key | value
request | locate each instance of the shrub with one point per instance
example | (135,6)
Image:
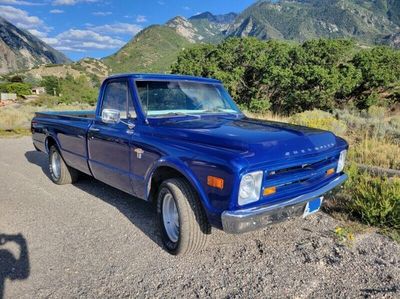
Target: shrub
(259,106)
(373,200)
(376,201)
(378,152)
(319,119)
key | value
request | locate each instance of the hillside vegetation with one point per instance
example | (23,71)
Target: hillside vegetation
(20,49)
(288,78)
(300,20)
(152,51)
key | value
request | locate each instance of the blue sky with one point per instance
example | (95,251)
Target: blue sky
(97,28)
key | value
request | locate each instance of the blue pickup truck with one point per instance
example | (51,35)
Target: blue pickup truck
(182,143)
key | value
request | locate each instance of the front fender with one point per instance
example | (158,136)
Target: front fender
(213,214)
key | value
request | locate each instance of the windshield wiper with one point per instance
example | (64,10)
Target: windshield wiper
(219,110)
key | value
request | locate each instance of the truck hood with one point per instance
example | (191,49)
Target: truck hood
(265,139)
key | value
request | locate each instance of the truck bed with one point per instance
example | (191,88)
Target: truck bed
(85,114)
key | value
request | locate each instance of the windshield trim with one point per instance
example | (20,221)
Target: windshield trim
(199,81)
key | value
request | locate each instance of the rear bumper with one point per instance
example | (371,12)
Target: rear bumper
(245,220)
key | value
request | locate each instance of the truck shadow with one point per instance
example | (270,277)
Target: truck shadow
(13,266)
(140,213)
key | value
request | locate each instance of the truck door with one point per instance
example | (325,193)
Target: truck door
(109,144)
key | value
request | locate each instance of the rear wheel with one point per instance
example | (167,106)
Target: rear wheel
(182,221)
(60,173)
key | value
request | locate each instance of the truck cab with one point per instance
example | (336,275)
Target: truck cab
(182,143)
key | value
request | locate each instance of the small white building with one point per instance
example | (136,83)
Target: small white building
(38,90)
(8,96)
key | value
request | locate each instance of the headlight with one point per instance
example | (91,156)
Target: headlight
(341,162)
(250,187)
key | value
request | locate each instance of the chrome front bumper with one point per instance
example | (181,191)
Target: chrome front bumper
(245,220)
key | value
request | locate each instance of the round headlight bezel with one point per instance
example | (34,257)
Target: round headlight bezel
(250,188)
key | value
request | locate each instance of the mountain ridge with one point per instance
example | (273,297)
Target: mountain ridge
(20,49)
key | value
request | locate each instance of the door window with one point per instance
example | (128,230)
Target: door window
(117,96)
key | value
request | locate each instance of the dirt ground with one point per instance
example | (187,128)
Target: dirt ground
(90,240)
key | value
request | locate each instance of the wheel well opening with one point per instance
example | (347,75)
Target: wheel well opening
(161,174)
(50,141)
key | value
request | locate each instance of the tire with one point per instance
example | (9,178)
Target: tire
(189,234)
(60,173)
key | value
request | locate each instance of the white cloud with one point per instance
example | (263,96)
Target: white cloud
(20,18)
(141,19)
(56,11)
(72,2)
(20,2)
(81,40)
(102,13)
(37,33)
(117,28)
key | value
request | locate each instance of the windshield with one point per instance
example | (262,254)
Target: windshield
(170,98)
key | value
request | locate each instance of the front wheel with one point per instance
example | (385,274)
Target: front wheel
(182,221)
(60,173)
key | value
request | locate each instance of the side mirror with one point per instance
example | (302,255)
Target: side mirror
(110,116)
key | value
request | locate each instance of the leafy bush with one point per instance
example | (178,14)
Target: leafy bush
(376,200)
(290,78)
(319,119)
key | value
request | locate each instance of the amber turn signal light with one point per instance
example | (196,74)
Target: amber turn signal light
(330,171)
(269,191)
(215,182)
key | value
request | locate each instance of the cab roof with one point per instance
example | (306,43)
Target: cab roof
(166,77)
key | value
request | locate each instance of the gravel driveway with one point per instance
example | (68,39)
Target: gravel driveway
(90,240)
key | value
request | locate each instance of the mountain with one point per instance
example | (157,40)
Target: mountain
(154,49)
(301,20)
(21,50)
(367,21)
(392,40)
(204,27)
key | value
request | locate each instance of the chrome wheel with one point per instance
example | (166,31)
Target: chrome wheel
(170,217)
(56,164)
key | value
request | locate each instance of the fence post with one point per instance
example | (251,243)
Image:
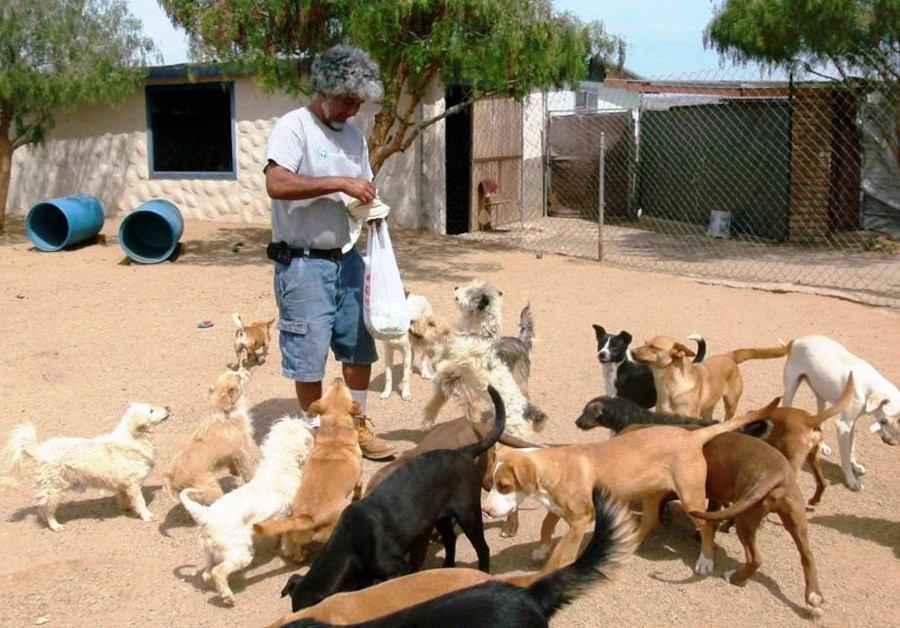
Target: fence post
(601,171)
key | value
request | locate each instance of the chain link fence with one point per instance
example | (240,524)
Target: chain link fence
(789,181)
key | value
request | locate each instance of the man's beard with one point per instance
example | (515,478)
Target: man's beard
(334,125)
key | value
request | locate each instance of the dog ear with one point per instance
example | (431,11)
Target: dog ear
(680,351)
(526,474)
(875,401)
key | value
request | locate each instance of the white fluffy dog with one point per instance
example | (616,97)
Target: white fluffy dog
(408,344)
(469,361)
(227,525)
(825,365)
(118,461)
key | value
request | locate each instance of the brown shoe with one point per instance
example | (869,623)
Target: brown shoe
(372,447)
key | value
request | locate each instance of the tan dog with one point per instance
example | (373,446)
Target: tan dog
(647,464)
(225,440)
(758,480)
(332,476)
(798,434)
(689,389)
(250,339)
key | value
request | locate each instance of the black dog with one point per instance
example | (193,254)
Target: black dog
(617,413)
(623,376)
(374,535)
(503,605)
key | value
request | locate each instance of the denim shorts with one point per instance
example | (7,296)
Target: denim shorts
(320,305)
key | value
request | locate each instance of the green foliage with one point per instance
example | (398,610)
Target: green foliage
(859,37)
(488,47)
(58,53)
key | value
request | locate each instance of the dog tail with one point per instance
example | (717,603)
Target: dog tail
(768,353)
(526,327)
(841,404)
(197,511)
(277,527)
(758,493)
(613,543)
(22,441)
(476,449)
(706,434)
(701,348)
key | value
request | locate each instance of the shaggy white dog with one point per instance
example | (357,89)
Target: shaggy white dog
(469,362)
(227,525)
(118,461)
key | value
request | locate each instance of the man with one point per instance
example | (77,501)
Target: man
(313,156)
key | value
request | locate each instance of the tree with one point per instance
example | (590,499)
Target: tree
(55,54)
(857,39)
(488,47)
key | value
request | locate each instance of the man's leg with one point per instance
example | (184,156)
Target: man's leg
(357,378)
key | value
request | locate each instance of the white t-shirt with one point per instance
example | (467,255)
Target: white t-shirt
(301,143)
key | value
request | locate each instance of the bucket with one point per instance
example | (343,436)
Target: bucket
(60,222)
(150,233)
(719,224)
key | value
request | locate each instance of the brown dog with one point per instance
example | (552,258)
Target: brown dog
(647,464)
(225,440)
(798,434)
(250,339)
(689,389)
(756,479)
(331,476)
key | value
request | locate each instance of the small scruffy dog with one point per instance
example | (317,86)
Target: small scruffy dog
(426,332)
(471,360)
(227,525)
(118,461)
(224,440)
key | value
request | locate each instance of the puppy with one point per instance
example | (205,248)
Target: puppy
(331,477)
(695,389)
(470,361)
(622,376)
(757,480)
(225,440)
(423,320)
(227,525)
(497,604)
(118,461)
(374,535)
(826,365)
(645,464)
(453,435)
(251,340)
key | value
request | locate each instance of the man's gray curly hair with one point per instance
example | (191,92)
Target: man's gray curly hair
(346,71)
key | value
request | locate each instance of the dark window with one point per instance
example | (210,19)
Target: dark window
(191,130)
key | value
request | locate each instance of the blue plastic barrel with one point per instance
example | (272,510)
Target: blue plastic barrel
(60,222)
(150,233)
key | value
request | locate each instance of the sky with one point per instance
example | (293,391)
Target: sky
(664,38)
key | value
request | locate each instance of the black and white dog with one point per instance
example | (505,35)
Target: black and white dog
(622,376)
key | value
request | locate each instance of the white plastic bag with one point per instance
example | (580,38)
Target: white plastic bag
(384,302)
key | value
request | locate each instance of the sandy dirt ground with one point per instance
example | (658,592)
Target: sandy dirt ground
(85,335)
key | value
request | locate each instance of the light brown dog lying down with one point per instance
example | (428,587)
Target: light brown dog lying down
(390,596)
(689,389)
(331,477)
(225,440)
(798,434)
(647,464)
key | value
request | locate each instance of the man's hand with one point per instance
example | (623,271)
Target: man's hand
(360,189)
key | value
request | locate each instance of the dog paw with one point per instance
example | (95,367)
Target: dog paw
(704,565)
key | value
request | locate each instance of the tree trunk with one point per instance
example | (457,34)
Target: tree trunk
(6,151)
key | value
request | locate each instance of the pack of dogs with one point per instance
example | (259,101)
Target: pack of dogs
(365,541)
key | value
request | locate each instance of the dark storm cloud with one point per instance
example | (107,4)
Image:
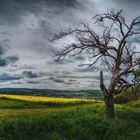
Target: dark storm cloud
(66,61)
(58,80)
(12,59)
(11,11)
(8,77)
(33,82)
(4,61)
(79,57)
(2,50)
(29,74)
(88,69)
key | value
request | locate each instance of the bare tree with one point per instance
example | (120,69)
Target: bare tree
(111,42)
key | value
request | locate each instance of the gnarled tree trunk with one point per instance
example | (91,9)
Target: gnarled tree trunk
(108,98)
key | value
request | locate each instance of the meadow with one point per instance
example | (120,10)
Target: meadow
(47,118)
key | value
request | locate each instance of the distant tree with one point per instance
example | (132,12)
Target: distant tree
(109,39)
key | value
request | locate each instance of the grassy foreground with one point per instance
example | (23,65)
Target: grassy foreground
(85,121)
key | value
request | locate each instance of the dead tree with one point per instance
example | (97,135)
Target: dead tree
(110,38)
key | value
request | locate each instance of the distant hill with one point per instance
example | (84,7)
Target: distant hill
(96,94)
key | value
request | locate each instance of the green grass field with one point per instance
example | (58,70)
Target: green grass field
(34,118)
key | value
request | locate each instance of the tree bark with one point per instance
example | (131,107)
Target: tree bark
(108,98)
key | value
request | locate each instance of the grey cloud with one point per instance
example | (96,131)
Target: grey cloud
(8,60)
(80,57)
(33,82)
(11,11)
(66,61)
(29,74)
(12,59)
(88,69)
(3,62)
(8,77)
(2,50)
(57,80)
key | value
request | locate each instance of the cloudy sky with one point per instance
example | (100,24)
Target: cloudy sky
(26,59)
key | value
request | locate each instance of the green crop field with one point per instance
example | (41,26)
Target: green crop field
(45,118)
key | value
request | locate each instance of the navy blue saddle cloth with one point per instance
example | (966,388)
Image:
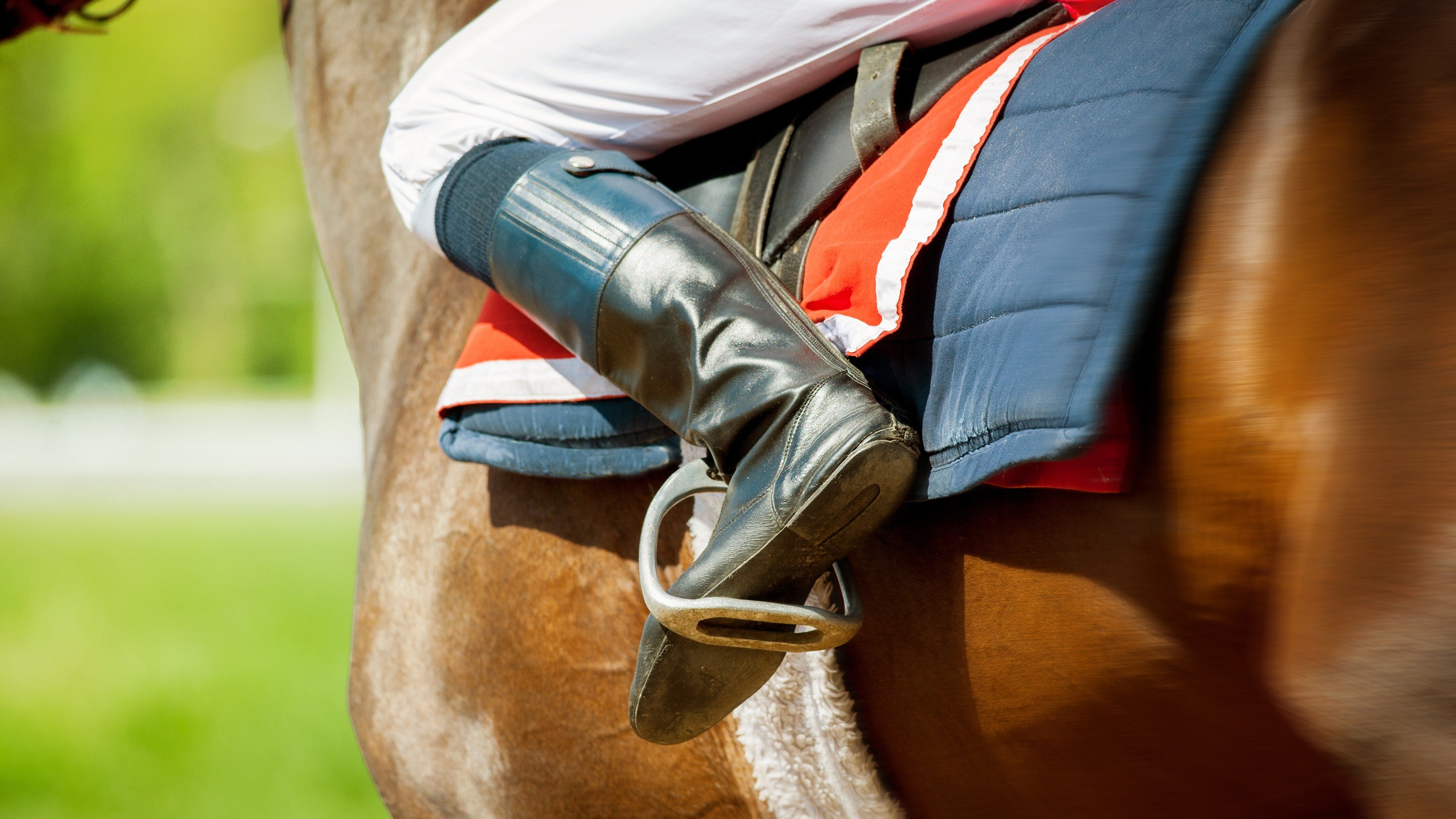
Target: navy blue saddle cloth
(1021,317)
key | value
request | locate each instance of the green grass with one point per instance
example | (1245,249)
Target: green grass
(178,665)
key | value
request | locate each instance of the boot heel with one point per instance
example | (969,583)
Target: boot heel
(865,490)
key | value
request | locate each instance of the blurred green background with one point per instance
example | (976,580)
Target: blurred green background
(178,658)
(152,210)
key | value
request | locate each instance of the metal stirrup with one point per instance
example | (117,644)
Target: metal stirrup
(686,617)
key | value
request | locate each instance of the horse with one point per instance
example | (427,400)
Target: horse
(1261,627)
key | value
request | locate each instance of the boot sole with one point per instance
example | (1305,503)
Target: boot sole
(682,687)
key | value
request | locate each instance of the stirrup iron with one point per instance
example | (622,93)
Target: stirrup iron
(691,618)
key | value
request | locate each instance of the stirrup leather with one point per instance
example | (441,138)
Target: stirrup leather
(692,618)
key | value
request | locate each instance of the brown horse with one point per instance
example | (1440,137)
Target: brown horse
(1261,629)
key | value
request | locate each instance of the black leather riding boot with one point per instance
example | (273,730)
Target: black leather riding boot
(692,327)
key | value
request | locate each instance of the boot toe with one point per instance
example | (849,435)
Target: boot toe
(683,689)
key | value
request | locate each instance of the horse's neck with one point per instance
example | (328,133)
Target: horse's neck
(404,309)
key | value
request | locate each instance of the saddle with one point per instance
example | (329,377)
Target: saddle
(768,183)
(1021,315)
(771,181)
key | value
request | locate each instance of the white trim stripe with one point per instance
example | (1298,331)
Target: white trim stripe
(525,381)
(941,181)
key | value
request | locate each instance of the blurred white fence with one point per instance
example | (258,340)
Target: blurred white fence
(100,444)
(149,452)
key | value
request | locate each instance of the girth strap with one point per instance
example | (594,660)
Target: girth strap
(874,124)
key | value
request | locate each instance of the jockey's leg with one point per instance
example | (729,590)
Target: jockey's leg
(685,321)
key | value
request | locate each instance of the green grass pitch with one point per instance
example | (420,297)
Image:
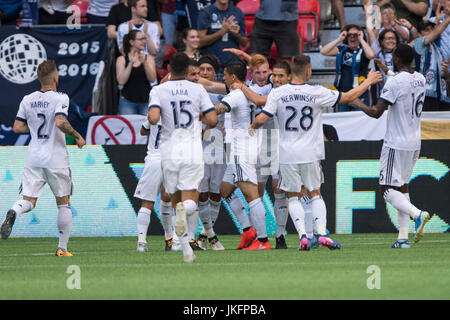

Given request
Return each line from the entries above that contains the string "amber", copied in full.

Reply
request | locate each instance of the amber turn signal light with one point per instance
Target: amber turn signal light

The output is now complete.